Project Month
Around this time last year, the first term of my last year of undergrad was over, and I was probably madly preparing for final exams. Fast-forward to the same time this year, I'm still madly preparing for something, just not final exams.
Last week, I submitted my final exam for CPSC 509. It was a take home exam which we had one full day to do, and I have to say, it was bittersweet when it finally came to an end. It was a course I had been looking forward to taking ever since I thought about going to grad school, and it was the most interesting course I'd taken this term by far. Not only was the content interesting, but I don't know of any other course where I'm allowed to freely shitpost like this
If there's one thing I like a lot, it's shitposting. All levity aside, 509 was a course that challenged me in terms of my mathematical ability (proofs was never my strong suit), and I feel like I've only barely scratched the surface. Maybe I'll join the programming languages reading group. This edition of the newsletter is entitled Project Month, and that's what I've decided to call the month of December. Because that's what it is. All the final exams I would have been madly preparing for in undergrad have now been replaced with course projects.
Automatic Predicate Inlining for Viper (CPSC 513)
513 is the graduate formal verification course offered at UBC. In very basic (and probably incorrect) terms, it's when you construct a mathematical model of a software or hardware system and manipulate the model to derive conclusions about the system. Speaking frankly, I was pretty disappointed by this course; the course content didn't seem to be well-motivated, and lectures were often very dry with no real thematic thread cutting across them.
That said, we still have to do a project for the course, so a few members of my research lab who happened to be taking the course with me opted to tackle an open source verification language called Viper. You can find our project video below
I was incredibly surprised when I found out that Viper was written in Scala. I wondered when I would be able to work with my (current) favourite language again, and I didn't know it would be this soon.
Mobility and COVID-19 (CPSC 547)

Stored records:
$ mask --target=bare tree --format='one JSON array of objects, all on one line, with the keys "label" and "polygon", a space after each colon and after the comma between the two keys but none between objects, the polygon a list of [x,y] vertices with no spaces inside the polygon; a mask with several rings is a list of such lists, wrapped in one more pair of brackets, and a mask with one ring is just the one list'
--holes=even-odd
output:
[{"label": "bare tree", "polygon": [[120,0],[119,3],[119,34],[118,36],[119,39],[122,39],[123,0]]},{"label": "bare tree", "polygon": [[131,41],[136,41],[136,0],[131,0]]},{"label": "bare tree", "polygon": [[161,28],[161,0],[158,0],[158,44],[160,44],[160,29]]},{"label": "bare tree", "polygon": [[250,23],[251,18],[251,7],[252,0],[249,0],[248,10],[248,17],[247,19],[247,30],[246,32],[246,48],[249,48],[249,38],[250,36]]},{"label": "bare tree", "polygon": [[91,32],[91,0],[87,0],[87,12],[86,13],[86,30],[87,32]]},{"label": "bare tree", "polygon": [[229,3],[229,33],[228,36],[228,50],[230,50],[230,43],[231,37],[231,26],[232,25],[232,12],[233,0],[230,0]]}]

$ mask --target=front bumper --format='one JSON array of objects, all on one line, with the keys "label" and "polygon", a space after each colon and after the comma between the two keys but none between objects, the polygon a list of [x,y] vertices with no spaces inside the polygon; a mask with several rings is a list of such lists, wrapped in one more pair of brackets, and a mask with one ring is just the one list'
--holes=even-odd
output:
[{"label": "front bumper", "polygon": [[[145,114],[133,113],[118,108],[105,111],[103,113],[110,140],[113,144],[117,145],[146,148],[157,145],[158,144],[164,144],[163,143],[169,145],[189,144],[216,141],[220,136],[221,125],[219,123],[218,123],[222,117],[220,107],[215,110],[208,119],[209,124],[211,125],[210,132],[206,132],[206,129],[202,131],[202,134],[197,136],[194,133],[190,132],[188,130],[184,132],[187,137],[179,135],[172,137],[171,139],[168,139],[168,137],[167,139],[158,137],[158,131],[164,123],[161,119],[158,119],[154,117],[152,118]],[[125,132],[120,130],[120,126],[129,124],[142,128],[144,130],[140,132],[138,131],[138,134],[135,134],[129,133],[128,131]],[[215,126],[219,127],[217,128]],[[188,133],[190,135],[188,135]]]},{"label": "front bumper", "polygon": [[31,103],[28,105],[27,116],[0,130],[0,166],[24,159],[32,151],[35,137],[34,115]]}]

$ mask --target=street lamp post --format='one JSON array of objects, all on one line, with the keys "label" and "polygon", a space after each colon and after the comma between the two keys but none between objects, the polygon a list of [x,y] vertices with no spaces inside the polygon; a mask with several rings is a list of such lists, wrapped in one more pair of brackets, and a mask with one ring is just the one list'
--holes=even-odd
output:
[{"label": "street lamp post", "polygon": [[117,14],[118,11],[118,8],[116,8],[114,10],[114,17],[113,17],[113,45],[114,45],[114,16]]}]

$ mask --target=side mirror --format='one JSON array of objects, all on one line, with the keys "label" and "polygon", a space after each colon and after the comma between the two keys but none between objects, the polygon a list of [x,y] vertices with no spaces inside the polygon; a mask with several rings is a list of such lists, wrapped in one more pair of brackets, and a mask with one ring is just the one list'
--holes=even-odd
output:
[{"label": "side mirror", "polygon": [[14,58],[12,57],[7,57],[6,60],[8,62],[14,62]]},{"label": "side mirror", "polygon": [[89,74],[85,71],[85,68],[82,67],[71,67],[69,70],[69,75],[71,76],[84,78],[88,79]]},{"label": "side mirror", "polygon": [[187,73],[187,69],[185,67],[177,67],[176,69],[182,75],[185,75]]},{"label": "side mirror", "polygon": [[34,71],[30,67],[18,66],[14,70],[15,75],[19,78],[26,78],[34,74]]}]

WHAT YOU WILL DO:
(a) Summarize the Project Month newsletter in two sentences.
(b) Output the stretch of the Project Month newsletter from "That said, we" through "COVID-19 (CPSC 547)".

ANSWERS GIVEN:
(a) The writer has submitted the take-home final exam for CPSC 509, which was by far the most interesting course of the term, and calls December "Project Month" because the final exams of undergrad have been replaced with course projects. For CPSC 513, the graduate formal verification course the writer found disappointing, a few members of the writer's research lab chose to tackle Viper, an open source verification language that turned out to be written in Scala, the writer's current favourite language.

(b)
That said, we still have to do a project for the course, so a few members of my research lab who happened to be taking the course with me opted to tackle an open source verification language called Viper. You can find our project video below
I was incredibly surprised when I found out that Viper was written in Scala. I wondered when I would be able to work with my (current) favourite language again, and I didn't know it would be this soon.
Mobility and COVID-19 (CPSC 547)